— START OF INFORMATION GIVEN —
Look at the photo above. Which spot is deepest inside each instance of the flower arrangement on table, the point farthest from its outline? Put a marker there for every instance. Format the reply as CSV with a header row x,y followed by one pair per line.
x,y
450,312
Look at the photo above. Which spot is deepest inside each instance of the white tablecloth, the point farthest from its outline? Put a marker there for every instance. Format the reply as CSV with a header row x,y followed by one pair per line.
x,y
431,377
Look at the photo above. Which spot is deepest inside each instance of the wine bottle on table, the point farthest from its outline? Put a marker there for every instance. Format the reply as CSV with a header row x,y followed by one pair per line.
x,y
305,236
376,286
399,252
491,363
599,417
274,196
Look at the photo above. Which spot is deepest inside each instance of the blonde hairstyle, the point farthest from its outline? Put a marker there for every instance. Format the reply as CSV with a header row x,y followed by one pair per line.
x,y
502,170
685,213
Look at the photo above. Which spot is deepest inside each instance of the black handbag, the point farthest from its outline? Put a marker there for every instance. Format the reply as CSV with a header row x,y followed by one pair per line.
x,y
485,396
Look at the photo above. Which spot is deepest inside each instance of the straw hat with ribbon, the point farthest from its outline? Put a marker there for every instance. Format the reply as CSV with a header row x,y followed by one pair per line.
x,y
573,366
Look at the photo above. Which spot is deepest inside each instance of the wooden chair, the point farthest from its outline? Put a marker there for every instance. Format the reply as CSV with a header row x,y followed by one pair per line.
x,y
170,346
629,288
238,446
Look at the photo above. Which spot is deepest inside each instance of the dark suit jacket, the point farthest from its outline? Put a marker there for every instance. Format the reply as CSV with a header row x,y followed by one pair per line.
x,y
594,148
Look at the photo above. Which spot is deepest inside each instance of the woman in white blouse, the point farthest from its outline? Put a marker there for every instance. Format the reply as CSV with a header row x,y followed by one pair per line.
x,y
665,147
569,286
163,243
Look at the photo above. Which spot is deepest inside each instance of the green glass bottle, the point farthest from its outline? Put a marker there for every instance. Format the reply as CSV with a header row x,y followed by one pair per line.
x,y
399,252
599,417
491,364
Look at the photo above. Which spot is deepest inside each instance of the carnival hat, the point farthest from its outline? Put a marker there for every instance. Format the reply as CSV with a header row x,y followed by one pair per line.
— END OF INFORMATION GIVEN —
INSTRUCTION
Rewrite the entries, starting at the line that has "of the wooden" and continuing through the last entry, keeping every request line. Raise each x and y coordinate in the answers by 116.

ANSWER FOR THIS EXERCISE
Look at the photo above. Which spot is deepest inside each instance of the wooden chair, the point farthest from its outline? Put a marker there for every instance. Format the reply as CSV with a header row x,y followed by one pair per line.
x,y
286,462
745,404
354,562
Look at the photo above. Which spot is deepest inside each instance of the dark suit jacket, the point farthest from its outline? Put a marker there for every instance. Format the reply as CSV with a header row x,y followed by one pair per line.
x,y
710,264
Look at the photo above. Which spot is deepest inside each instance of the woman in white blouse, the point farthest from its outline? Put a marker there for every instance. Format the reply as CSV with a header row x,y followed by one pair per line.
x,y
781,263
685,402
279,359
Look at the photo above. Which spot is deepest inside each instance of the green glass bottle, the point farthest from its outline? Put a marker there for every instance. Format the reply as CSV with a header row x,y followed by one pair per line.
x,y
515,368
715,533
607,480
Look at the photo above. Which spot is deepest inside each instance of the carnival hat, the point farthest from its outline? Put a marker there for every instance. Format the reply as CSV with a header row x,y followed by one pair per line.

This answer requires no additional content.